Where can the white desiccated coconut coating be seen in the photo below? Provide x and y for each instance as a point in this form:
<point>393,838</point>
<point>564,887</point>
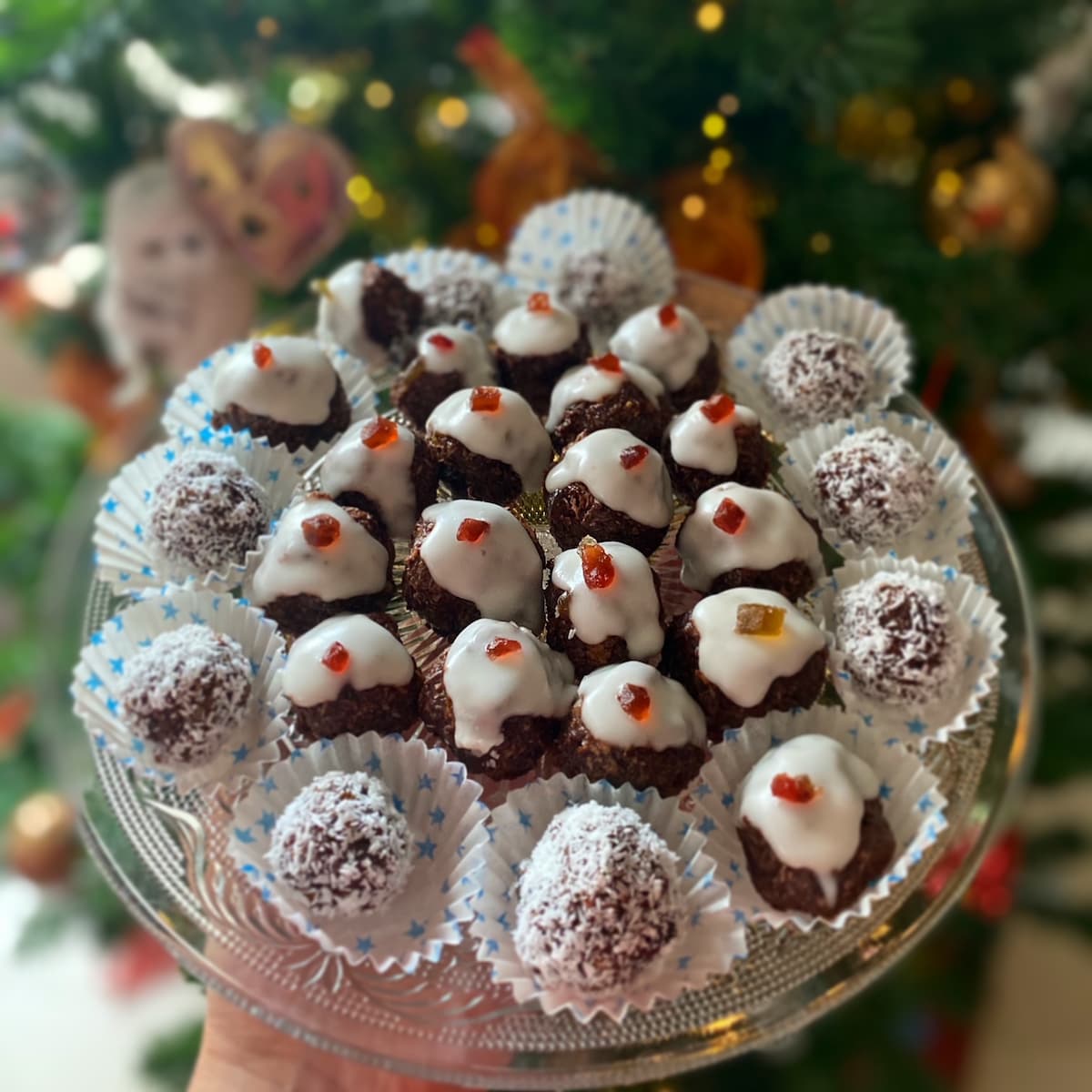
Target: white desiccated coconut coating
<point>599,900</point>
<point>342,845</point>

+---+

Written problem:
Swap every "coating" in the listing above for "topping" and write the listing out again with nothing else changed. Omit the pictures.

Task response:
Where can the white desiccated coconut topping be seen in the photo below? Provide x and y for each instance as a point in this form:
<point>393,838</point>
<point>564,887</point>
Target: white desiccated coconut topping
<point>599,900</point>
<point>342,845</point>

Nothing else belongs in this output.